● **WORK TO BE COMPLETED**
Begin with the line where "of the purple" appears. Set down that line and the rest of the records below it exactly as given.

DATA TO EXAMINE START

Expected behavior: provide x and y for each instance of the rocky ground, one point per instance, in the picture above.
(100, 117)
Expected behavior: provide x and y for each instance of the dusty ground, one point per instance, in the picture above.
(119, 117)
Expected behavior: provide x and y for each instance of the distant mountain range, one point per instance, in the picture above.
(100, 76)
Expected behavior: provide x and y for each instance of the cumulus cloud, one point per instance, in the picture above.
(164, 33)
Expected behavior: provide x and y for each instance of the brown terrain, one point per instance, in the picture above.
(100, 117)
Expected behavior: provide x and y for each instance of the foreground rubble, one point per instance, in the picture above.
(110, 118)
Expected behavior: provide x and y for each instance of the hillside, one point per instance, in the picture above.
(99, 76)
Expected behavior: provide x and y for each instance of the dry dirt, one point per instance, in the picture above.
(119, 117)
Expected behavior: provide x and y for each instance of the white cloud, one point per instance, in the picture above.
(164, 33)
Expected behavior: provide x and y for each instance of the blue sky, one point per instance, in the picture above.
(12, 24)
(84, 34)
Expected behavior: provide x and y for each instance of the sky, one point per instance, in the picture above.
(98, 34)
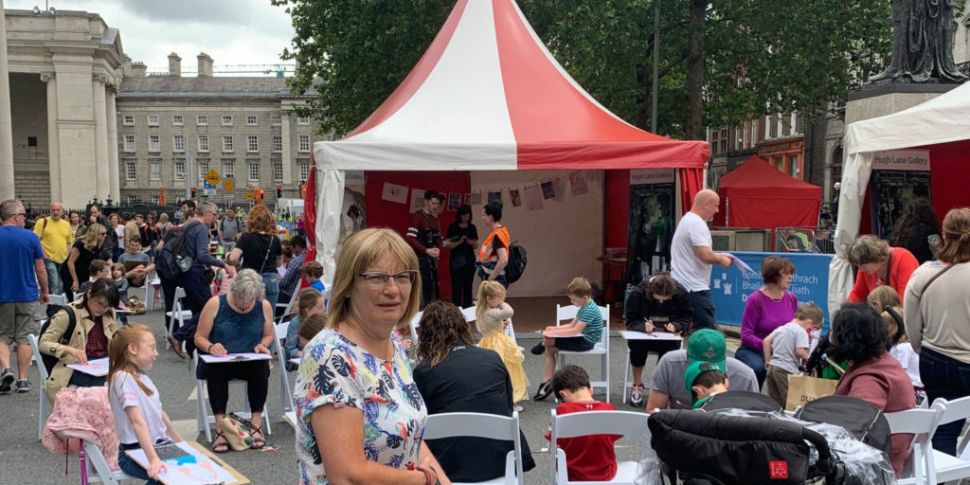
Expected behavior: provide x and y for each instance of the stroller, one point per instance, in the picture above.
(732, 445)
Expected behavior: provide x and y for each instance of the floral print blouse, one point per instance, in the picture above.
(335, 371)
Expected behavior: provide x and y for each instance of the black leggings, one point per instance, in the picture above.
(255, 373)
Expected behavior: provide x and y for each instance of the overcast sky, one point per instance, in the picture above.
(232, 32)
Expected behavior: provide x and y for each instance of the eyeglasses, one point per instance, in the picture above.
(379, 280)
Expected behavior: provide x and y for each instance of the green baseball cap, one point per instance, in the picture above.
(697, 368)
(707, 345)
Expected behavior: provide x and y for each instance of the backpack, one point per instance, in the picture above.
(49, 360)
(175, 257)
(518, 259)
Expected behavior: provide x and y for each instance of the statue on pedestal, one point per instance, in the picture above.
(923, 36)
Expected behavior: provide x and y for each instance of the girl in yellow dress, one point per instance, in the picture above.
(491, 317)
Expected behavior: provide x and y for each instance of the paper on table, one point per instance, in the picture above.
(96, 367)
(203, 471)
(212, 359)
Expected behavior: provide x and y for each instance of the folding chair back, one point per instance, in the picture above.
(573, 425)
(479, 425)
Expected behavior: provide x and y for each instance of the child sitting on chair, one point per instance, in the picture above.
(491, 319)
(139, 419)
(579, 335)
(588, 458)
(704, 380)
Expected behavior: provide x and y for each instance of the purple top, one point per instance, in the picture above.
(762, 315)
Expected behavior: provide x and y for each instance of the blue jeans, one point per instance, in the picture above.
(950, 379)
(272, 283)
(753, 359)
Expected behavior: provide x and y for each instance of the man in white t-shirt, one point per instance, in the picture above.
(691, 257)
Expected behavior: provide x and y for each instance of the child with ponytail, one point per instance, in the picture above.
(139, 418)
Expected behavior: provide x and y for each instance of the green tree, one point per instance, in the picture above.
(721, 61)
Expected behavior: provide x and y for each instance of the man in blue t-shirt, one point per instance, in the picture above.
(22, 268)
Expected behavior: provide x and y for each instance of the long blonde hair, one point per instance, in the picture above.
(359, 251)
(118, 353)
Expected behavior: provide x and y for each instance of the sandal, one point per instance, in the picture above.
(258, 441)
(220, 447)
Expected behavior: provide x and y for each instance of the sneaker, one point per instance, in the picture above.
(23, 386)
(636, 396)
(538, 349)
(544, 390)
(6, 379)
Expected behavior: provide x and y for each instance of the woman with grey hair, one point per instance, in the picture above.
(238, 322)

DATA TO EXAMINE END

● **ANSWER BELOW**
Expected behavior: provide x and y for each instance of the purple top, one point per instance, in the picture above.
(762, 315)
Expected behavior: provide x and y for each instance of the blue jeans, one point per instance, in the picture above.
(950, 379)
(272, 283)
(753, 359)
Expected behavior: provide x and y for each instance of the man in white t-shirt, one point per instance, in the picture above.
(691, 257)
Expected behavior: provide x and y for each instance of the child with ponytail, one point per instance, in the picture above.
(139, 418)
Expected behavior: provide x and y for each instance of the green tree, one point per instance, in the picture above.
(721, 61)
Expected behavior: provide x and y for each instance of the man in blue t-shirt, one point per instance, in the picture above.
(22, 268)
Expected behavior: provide x and y for each instance of the long blonde hair, one point per instance, in the picture above.
(359, 251)
(118, 353)
Expected behavior: provide x and y for each instance of the sandal, one point per instance, in the picture above.
(258, 441)
(220, 447)
Expected behavior: provide x and y for each instance of the sneaker, one point per instance, in the picture above.
(23, 386)
(636, 396)
(538, 349)
(544, 390)
(6, 379)
Expected behavior: provide x and y for each instance of the woman with grey hair, one point per instance, in the picture above.
(238, 322)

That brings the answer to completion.